◆ **Records from a dataset**:
•••••

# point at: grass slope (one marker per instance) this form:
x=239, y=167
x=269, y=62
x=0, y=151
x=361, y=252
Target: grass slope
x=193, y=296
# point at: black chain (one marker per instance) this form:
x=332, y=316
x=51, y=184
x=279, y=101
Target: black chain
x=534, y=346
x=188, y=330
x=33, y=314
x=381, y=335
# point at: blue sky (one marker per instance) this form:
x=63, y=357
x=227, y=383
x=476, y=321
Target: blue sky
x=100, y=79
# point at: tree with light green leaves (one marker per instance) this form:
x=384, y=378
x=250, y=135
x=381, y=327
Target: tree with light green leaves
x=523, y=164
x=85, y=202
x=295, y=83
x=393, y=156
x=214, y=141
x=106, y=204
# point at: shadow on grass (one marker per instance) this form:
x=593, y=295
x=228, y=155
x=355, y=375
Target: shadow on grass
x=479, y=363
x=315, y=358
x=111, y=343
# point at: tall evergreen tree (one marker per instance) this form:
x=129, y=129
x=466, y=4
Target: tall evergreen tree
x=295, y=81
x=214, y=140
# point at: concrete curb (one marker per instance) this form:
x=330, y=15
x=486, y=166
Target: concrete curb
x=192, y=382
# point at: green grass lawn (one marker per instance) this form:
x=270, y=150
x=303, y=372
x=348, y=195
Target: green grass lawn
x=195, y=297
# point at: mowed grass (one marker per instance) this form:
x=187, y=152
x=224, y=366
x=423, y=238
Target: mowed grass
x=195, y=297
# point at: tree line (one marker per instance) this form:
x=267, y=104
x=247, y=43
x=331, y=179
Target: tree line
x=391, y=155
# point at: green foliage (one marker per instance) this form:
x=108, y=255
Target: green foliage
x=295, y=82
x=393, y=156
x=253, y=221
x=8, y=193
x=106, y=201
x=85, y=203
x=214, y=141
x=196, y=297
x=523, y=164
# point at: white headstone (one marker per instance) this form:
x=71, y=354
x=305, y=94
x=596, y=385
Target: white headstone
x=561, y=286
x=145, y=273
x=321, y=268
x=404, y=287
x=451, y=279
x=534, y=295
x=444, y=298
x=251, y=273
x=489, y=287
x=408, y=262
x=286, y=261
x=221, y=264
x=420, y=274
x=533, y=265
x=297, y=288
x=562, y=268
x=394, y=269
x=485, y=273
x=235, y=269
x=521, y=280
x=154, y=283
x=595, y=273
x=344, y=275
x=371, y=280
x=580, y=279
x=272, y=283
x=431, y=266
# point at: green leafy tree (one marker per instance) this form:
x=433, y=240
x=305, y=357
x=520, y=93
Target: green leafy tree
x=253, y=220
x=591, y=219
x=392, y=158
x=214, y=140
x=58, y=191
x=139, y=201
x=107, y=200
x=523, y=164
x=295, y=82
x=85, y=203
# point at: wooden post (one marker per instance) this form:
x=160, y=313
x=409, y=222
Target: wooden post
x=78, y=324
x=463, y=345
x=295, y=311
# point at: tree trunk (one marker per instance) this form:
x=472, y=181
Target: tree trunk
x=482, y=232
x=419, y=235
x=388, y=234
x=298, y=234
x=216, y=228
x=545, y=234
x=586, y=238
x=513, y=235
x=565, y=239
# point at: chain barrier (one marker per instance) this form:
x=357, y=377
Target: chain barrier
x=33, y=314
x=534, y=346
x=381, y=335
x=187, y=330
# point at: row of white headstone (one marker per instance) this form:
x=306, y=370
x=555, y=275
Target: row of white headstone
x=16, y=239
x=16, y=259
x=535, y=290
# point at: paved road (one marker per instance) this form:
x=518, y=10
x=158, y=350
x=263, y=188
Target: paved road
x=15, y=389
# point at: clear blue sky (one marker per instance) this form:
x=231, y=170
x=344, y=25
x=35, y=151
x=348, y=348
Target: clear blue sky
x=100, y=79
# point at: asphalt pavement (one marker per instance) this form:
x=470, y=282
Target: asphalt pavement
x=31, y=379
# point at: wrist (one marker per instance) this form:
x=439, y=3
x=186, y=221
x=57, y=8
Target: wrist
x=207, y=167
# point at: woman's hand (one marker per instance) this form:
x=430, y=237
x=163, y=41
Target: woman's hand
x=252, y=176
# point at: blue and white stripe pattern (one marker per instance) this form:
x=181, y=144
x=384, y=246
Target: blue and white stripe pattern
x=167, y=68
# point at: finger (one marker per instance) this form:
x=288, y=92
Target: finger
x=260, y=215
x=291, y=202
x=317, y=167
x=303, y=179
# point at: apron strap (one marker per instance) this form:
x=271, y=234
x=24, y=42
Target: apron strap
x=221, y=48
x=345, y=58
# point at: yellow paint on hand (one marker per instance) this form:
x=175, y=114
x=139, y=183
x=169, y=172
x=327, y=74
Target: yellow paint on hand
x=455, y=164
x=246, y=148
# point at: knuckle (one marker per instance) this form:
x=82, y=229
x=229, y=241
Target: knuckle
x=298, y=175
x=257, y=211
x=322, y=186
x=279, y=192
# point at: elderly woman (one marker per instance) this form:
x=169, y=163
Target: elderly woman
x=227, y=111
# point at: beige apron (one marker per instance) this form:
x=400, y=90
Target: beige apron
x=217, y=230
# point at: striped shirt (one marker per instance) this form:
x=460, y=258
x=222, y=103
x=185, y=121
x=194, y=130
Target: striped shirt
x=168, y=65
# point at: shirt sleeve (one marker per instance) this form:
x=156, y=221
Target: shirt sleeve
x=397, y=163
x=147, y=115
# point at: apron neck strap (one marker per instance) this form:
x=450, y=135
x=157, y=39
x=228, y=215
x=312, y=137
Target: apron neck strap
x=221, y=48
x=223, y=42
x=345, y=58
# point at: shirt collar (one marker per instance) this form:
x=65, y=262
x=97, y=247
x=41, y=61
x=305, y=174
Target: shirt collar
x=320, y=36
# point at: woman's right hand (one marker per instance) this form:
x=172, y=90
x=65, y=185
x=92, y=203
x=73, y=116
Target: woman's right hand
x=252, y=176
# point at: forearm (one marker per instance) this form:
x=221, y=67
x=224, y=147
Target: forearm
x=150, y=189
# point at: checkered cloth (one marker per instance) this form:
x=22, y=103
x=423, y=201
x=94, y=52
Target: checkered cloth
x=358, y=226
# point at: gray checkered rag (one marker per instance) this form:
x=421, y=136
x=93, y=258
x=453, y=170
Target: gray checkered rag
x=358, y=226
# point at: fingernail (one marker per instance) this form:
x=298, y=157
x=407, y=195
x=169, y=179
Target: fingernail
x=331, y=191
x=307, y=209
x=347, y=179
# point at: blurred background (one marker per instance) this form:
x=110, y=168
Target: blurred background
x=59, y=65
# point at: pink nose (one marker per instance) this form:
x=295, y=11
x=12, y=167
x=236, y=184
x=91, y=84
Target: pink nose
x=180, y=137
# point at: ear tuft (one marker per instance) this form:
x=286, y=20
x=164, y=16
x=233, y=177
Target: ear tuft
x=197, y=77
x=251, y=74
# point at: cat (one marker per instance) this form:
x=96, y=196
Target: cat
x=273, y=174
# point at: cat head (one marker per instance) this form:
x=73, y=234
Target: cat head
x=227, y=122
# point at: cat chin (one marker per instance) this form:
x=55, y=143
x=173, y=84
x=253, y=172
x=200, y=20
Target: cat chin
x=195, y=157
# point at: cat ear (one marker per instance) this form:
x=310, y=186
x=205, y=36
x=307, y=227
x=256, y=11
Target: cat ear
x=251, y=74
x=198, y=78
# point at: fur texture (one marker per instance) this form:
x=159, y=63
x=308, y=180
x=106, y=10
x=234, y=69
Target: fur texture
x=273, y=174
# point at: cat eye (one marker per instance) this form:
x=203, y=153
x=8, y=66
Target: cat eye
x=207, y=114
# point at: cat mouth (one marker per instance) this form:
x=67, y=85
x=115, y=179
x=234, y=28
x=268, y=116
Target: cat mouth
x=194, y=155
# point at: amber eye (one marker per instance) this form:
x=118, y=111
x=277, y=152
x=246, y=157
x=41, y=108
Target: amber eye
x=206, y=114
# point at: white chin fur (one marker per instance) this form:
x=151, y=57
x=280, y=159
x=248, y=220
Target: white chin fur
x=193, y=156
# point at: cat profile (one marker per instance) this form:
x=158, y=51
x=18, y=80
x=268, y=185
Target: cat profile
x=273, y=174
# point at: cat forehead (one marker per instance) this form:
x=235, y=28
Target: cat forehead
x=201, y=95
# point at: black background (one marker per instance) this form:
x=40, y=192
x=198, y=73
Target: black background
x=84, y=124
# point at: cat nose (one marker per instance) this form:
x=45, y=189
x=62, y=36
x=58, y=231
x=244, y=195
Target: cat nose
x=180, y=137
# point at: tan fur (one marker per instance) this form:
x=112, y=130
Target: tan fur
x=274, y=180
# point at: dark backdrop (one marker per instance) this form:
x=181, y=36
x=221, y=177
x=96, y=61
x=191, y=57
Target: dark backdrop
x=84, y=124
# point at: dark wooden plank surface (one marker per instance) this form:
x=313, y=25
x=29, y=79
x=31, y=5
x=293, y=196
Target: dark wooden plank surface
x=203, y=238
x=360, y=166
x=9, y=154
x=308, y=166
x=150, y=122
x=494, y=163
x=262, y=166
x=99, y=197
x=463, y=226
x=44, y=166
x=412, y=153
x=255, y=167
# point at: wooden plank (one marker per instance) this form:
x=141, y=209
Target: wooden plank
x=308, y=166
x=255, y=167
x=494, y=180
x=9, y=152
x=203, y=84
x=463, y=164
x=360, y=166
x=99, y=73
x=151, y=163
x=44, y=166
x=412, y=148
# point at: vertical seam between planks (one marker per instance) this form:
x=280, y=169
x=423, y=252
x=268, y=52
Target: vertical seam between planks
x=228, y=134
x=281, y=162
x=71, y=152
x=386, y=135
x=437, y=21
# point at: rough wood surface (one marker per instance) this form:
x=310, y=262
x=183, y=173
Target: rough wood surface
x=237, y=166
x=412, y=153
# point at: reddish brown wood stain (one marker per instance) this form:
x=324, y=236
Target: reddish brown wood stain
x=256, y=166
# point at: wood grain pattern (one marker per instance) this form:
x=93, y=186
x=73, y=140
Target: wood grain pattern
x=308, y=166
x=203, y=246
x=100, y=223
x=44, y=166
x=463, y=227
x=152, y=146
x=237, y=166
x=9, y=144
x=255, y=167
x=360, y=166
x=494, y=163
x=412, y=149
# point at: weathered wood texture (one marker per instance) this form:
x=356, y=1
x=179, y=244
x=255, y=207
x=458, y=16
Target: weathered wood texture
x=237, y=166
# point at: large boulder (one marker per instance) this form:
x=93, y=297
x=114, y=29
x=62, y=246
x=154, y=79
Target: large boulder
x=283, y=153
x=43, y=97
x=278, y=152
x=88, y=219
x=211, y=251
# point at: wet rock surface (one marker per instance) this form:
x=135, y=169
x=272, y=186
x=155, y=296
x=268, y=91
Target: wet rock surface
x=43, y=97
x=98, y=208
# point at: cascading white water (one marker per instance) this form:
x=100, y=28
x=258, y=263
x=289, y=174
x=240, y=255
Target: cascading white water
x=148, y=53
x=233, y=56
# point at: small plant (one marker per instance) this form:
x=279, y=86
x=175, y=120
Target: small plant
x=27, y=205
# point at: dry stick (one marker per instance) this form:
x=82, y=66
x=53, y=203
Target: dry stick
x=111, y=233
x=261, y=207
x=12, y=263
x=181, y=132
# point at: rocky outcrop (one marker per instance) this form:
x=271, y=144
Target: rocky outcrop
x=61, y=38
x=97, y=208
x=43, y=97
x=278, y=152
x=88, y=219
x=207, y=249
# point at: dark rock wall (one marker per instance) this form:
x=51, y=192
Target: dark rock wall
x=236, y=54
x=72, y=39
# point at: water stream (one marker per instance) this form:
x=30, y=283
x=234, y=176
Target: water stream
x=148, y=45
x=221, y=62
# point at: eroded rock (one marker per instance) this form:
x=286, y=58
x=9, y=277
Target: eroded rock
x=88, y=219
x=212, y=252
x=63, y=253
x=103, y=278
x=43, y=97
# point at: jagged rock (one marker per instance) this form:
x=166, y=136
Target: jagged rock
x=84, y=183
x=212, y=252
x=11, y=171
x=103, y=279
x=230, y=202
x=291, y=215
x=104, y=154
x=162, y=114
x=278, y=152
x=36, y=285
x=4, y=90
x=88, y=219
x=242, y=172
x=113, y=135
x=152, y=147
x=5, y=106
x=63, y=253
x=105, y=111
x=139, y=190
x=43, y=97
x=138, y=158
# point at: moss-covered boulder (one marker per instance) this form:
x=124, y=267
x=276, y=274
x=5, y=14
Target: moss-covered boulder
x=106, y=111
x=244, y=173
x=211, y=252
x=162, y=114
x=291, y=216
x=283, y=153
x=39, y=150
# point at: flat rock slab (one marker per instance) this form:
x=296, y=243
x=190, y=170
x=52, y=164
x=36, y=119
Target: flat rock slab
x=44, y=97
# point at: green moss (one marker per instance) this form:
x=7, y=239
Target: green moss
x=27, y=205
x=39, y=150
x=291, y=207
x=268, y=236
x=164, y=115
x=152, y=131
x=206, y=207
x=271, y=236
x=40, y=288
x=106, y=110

•••••

◆ **What the task asks**: Repeat the lines from the one containing "# point at: moss-covered" through the end of the listing, exactly and without any other lines; both ends are included.

◆ **Complete response**:
# point at: moss-covered boulder (one marker per instance) this form:
x=124, y=267
x=276, y=274
x=5, y=14
Target: moss-covered boulder
x=106, y=111
x=244, y=173
x=211, y=252
x=162, y=114
x=291, y=216
x=283, y=153
x=39, y=150
# point at: flat rock slab (one marker per instance) this form:
x=296, y=243
x=190, y=170
x=52, y=164
x=36, y=119
Target: flat rock slab
x=44, y=97
# point at: green moss (one marker per instance) this form:
x=7, y=239
Target: green moss
x=27, y=205
x=39, y=150
x=291, y=207
x=268, y=236
x=164, y=115
x=152, y=131
x=206, y=207
x=271, y=236
x=40, y=288
x=106, y=110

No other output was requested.